Stored entries
______________________________

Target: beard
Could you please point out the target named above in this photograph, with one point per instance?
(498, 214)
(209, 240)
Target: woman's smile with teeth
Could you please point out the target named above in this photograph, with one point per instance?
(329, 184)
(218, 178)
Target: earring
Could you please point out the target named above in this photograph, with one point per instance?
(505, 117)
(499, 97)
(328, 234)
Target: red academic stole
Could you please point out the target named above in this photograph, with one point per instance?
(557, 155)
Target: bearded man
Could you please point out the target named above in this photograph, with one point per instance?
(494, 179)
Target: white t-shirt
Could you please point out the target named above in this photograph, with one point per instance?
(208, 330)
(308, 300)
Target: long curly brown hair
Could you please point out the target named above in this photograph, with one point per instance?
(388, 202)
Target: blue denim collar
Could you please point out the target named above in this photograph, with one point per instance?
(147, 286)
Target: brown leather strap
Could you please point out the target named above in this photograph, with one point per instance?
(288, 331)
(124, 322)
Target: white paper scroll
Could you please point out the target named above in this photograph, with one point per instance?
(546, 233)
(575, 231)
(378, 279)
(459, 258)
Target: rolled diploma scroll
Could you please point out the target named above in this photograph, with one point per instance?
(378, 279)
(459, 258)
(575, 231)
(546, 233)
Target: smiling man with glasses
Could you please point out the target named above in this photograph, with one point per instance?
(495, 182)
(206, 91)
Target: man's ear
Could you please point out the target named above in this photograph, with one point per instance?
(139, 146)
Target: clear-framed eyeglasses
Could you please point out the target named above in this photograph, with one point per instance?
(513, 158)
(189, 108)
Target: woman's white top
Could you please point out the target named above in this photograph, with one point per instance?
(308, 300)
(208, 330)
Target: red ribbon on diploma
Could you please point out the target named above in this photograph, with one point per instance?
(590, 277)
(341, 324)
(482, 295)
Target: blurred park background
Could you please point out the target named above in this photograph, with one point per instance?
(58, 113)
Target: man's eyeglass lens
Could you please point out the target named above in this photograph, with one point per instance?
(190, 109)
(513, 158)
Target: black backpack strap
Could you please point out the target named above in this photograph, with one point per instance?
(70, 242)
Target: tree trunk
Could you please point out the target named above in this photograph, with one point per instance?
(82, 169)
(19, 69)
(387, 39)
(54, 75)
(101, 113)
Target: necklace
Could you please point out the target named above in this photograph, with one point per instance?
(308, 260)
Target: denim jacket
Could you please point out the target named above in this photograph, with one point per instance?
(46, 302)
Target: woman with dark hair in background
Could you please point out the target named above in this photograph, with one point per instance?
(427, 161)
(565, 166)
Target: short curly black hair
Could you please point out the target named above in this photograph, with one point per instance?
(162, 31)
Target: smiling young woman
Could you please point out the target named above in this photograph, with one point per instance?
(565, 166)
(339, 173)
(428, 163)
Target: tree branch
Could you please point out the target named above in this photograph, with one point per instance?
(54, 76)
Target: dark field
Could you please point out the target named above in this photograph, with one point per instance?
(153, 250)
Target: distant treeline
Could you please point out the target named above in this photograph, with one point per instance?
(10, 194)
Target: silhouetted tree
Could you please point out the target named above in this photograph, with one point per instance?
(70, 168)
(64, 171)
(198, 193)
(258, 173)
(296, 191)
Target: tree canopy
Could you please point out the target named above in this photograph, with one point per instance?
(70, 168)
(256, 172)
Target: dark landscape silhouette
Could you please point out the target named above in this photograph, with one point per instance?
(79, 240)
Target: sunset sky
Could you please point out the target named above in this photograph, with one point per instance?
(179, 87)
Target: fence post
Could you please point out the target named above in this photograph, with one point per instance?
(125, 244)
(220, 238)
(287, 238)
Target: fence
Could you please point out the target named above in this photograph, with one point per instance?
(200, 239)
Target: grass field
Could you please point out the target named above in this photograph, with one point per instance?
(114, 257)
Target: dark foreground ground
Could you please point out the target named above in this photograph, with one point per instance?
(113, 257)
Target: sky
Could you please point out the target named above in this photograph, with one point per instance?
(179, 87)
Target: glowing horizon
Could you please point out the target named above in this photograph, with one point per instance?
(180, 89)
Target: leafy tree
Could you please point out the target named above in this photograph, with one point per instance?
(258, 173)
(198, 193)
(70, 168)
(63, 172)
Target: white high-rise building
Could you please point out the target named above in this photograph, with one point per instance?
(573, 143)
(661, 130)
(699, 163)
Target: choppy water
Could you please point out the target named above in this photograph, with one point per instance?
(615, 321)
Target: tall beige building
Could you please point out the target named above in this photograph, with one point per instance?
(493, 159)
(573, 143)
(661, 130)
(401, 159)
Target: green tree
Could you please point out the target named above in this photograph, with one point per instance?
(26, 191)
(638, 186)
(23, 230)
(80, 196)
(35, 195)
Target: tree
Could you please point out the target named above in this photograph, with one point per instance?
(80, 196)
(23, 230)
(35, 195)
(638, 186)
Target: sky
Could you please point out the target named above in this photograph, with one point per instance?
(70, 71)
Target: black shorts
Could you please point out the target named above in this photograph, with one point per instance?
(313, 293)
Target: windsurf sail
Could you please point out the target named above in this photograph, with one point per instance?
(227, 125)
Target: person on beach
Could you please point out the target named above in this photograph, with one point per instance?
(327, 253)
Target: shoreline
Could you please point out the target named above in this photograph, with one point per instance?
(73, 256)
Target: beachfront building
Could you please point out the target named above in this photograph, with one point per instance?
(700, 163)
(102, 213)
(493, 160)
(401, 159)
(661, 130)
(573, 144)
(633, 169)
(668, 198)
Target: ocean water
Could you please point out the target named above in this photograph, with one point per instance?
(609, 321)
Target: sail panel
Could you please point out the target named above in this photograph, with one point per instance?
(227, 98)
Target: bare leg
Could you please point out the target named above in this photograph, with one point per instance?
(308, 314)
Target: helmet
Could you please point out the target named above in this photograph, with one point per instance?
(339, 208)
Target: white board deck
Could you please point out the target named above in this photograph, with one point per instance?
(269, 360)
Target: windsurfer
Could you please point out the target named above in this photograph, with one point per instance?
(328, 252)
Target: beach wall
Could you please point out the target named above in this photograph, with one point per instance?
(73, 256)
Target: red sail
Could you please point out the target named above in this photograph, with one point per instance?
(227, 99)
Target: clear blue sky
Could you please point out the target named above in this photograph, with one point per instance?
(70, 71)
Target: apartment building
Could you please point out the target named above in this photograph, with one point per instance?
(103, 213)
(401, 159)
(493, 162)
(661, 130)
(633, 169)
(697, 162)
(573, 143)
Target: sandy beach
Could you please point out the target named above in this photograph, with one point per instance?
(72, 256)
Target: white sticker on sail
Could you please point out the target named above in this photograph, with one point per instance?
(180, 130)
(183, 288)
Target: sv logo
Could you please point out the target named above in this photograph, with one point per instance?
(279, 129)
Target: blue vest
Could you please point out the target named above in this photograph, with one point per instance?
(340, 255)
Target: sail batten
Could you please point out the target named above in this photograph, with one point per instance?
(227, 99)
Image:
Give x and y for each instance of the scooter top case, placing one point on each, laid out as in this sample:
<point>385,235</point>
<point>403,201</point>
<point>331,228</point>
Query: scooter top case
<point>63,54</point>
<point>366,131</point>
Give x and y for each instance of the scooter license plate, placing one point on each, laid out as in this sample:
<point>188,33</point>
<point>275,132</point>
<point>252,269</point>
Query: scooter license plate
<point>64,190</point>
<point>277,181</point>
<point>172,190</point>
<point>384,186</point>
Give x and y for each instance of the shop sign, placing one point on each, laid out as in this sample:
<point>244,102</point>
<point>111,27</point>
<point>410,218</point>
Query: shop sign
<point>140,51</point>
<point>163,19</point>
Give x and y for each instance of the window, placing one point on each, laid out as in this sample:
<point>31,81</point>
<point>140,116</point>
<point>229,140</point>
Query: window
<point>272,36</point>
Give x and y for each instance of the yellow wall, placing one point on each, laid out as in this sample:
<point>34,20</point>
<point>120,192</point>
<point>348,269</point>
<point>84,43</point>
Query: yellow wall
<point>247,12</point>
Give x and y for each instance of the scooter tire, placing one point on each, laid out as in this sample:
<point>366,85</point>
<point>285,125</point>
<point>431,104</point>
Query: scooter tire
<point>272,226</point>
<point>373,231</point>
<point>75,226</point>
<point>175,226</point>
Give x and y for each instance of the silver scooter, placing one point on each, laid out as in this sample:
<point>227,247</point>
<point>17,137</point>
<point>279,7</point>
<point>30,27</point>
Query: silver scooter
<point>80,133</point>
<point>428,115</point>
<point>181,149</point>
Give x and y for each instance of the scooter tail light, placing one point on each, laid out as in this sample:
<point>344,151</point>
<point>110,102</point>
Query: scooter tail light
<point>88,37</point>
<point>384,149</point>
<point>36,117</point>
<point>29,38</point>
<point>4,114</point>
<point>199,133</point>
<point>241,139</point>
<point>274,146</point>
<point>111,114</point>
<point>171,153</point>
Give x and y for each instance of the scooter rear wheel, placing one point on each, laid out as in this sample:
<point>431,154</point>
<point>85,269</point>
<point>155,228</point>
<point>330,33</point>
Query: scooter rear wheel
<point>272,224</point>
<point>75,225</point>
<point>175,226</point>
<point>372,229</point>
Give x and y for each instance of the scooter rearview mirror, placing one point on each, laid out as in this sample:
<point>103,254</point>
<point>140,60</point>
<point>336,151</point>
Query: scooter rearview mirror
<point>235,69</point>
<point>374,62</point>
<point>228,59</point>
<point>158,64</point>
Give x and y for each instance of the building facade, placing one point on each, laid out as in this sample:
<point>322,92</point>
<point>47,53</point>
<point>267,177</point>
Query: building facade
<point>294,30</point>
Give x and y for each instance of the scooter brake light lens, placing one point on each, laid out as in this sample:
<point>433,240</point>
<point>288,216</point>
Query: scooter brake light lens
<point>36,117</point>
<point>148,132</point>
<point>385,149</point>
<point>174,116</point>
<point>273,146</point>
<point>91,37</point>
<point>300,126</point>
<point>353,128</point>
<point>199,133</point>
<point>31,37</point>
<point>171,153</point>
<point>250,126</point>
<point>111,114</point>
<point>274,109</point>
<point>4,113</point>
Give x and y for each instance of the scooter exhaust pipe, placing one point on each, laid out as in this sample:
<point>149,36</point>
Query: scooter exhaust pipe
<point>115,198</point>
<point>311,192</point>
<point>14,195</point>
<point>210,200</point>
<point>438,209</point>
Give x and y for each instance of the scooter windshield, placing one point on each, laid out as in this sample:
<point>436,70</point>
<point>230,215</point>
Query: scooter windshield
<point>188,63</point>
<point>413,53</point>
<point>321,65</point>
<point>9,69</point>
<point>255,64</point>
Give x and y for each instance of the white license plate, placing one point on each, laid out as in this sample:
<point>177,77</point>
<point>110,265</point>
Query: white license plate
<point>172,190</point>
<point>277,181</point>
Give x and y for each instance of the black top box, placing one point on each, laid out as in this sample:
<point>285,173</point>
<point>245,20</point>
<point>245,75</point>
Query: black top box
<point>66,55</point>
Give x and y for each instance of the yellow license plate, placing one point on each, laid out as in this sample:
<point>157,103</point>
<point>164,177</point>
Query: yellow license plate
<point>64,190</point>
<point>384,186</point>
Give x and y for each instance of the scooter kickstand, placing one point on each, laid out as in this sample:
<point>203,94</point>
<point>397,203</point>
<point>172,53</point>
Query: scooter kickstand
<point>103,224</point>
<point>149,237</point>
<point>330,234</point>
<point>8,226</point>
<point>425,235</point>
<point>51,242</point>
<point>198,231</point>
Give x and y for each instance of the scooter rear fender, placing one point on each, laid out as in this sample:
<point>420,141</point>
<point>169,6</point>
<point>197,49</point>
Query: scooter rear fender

______________________________

__Prompt__
If a line in the entries contains the word "field", copy that line out.

__Output for this task__
Target: dark field
Target: grass field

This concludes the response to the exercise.